__PROBLEM STATEMENT__: Copy the rows below from the line containing "Annotation task: mark the banner" through the final row, switching each "snow covered" to "snow-covered" and keeping all other text identical. Output only those rows.

__INFORMATION GIVEN__:
————————

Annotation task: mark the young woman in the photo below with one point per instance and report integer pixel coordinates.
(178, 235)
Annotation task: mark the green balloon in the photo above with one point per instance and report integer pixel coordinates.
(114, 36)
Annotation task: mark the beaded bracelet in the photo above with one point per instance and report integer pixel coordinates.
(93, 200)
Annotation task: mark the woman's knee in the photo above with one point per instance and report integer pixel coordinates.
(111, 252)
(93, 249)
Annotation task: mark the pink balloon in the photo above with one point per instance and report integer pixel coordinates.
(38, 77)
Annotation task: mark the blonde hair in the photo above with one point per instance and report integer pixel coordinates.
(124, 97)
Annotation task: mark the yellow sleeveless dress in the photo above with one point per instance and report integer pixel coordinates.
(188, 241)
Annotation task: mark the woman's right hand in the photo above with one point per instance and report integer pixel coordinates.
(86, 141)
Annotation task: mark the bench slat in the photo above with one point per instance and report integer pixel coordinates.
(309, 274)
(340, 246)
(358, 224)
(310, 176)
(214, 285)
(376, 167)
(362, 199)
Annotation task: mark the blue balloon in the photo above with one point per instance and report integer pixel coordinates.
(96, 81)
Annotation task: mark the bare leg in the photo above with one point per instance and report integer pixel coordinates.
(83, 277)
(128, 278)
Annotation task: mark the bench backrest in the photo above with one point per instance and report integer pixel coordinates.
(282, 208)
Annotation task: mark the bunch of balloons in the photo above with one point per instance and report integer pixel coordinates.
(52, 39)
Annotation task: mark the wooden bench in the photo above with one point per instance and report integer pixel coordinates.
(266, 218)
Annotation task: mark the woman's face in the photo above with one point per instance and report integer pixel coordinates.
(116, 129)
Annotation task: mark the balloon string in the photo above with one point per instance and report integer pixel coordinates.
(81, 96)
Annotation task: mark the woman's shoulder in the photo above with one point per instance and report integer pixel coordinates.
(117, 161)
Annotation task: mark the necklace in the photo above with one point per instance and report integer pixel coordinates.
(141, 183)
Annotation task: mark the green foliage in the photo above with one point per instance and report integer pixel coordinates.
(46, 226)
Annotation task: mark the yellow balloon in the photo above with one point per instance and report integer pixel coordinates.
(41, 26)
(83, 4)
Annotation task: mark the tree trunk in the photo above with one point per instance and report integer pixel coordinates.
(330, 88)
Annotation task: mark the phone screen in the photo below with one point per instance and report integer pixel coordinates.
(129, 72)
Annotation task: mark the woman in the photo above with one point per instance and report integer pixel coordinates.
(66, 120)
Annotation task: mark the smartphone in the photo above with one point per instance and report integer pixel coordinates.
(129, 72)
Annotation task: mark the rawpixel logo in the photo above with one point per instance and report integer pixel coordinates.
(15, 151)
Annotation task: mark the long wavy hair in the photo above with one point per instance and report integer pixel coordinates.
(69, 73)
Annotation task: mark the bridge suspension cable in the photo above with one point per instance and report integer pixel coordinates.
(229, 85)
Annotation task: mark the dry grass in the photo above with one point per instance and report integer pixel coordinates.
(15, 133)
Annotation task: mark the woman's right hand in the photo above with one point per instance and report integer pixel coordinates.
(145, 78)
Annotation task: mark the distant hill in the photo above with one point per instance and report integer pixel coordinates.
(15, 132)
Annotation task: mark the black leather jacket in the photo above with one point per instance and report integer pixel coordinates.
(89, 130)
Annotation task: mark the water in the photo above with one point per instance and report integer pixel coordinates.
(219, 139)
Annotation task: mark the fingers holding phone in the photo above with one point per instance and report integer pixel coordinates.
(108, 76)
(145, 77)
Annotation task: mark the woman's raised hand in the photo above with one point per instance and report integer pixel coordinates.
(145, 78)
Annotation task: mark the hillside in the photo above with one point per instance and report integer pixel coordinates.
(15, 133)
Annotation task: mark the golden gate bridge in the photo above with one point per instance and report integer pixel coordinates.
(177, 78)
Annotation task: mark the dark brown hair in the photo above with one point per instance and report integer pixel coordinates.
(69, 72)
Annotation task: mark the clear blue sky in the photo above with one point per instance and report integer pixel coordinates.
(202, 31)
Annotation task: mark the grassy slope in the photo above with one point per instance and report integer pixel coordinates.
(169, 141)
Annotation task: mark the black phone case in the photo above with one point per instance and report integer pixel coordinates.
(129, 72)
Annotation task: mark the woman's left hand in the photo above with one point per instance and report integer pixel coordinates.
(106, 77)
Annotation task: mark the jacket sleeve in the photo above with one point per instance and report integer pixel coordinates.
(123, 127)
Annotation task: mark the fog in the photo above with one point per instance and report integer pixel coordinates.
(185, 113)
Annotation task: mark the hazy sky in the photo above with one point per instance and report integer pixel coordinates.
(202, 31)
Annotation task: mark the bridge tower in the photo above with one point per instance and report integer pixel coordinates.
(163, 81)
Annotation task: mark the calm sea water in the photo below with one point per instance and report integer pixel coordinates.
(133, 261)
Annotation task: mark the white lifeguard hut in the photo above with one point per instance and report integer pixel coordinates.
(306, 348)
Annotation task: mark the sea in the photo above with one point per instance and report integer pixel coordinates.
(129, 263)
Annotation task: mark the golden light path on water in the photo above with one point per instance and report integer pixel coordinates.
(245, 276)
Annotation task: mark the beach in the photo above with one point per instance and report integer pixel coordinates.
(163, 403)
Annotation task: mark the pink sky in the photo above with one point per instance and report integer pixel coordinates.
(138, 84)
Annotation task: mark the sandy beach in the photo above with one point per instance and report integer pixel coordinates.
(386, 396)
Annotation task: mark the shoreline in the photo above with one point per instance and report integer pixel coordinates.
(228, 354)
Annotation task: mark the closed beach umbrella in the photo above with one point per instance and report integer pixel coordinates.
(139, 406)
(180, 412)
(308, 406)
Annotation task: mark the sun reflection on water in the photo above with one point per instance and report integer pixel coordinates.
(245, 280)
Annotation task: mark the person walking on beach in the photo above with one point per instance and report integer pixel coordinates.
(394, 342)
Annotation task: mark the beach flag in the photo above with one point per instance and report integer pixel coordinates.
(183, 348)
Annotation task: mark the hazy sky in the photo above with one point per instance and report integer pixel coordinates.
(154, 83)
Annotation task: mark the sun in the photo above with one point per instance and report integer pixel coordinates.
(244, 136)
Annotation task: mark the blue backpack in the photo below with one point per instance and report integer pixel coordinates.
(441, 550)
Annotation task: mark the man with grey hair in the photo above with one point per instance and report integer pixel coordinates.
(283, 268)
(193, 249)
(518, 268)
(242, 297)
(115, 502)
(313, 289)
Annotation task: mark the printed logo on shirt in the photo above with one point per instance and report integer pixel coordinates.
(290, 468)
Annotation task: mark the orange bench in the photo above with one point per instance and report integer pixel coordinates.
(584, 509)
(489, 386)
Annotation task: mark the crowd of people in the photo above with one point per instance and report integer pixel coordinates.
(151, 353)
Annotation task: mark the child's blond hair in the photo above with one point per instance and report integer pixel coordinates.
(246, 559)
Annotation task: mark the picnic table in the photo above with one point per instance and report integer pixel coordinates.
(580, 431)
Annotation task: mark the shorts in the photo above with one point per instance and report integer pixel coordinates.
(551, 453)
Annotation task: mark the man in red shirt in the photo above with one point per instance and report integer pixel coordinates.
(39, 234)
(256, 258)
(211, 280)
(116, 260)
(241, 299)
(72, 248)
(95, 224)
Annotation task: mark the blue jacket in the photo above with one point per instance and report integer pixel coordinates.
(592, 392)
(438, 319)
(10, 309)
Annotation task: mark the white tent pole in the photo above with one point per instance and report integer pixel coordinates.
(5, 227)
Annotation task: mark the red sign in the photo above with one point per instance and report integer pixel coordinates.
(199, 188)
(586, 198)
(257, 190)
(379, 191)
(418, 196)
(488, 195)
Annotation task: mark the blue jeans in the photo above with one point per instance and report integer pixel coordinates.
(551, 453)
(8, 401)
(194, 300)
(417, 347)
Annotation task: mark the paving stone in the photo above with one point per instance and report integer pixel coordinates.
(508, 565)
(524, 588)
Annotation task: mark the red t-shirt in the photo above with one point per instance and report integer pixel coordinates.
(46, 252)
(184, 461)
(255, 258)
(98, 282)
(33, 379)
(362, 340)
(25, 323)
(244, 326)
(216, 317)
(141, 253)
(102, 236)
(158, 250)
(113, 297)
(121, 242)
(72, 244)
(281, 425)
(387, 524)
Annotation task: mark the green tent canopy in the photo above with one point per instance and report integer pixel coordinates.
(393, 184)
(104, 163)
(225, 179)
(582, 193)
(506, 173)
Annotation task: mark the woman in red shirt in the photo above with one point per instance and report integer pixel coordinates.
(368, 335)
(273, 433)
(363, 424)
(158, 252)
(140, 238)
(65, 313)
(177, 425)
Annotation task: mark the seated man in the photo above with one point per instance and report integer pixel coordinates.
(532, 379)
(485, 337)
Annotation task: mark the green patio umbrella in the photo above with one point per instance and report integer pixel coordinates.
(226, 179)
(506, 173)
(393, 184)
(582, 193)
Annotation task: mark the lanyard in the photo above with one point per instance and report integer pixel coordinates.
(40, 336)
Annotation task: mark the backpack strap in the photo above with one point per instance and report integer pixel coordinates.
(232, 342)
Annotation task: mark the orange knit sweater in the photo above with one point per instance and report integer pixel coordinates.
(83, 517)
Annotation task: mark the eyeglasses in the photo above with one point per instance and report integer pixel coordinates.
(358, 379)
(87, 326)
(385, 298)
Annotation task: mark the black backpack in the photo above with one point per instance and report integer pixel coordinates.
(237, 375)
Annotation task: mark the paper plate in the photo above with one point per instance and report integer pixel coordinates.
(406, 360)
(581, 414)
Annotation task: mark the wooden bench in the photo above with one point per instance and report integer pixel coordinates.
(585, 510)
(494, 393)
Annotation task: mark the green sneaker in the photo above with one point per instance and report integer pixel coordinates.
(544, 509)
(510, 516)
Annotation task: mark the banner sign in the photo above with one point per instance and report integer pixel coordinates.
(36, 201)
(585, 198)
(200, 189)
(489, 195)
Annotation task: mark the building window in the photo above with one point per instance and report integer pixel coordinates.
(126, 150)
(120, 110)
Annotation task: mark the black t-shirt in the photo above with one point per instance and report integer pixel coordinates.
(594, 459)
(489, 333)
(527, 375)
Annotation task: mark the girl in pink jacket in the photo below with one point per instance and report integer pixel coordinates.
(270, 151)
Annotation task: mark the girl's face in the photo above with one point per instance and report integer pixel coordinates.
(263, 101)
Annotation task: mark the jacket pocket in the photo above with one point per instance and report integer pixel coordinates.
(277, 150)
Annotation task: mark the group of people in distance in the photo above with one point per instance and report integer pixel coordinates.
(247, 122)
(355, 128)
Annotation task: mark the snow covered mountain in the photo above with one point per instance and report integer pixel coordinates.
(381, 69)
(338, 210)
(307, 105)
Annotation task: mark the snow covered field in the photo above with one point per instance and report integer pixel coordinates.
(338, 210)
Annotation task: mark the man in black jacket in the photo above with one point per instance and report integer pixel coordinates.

————————

__SOLVED EXERCISE__:
Annotation task: mark the banner sign in the photo above with one point per instance and report integer pixel coordinates.
(36, 201)
(585, 198)
(200, 189)
(489, 195)
Annotation task: mark the building window in the photo above with one point per instance and report integer pixel coordinates.
(126, 150)
(120, 110)
Annotation task: mark the black t-shirt in the photo above with one point per instance and report integer pixel coordinates.
(594, 459)
(489, 333)
(527, 375)
Annotation task: mark the girl in pink jacket in the photo below with one point per instance and report integer pixel coordinates.
(270, 151)
Annotation task: mark the girl's face in the photo above with one point per instance and report integer pixel coordinates.
(263, 101)
Annotation task: mark the jacket pocket in the photo above with one point per instance and report integer pixel coordinates.
(277, 150)
Annotation task: mark the group of people in distance in the photo above with one point per instance and report integer pixel coordinates.
(247, 122)
(355, 128)
Annotation task: mark the snow-covered mountain in the photo above with one point per instance and report integer pixel coordinates.
(381, 69)
(338, 210)
(307, 105)
Annotation task: mark the snow-covered field in the photo above with one point per instance and report integer pixel coordinates.
(338, 210)
Annotation task: mark the man in black jacket in the photo above with one point per instance and report integer pixel coordinates.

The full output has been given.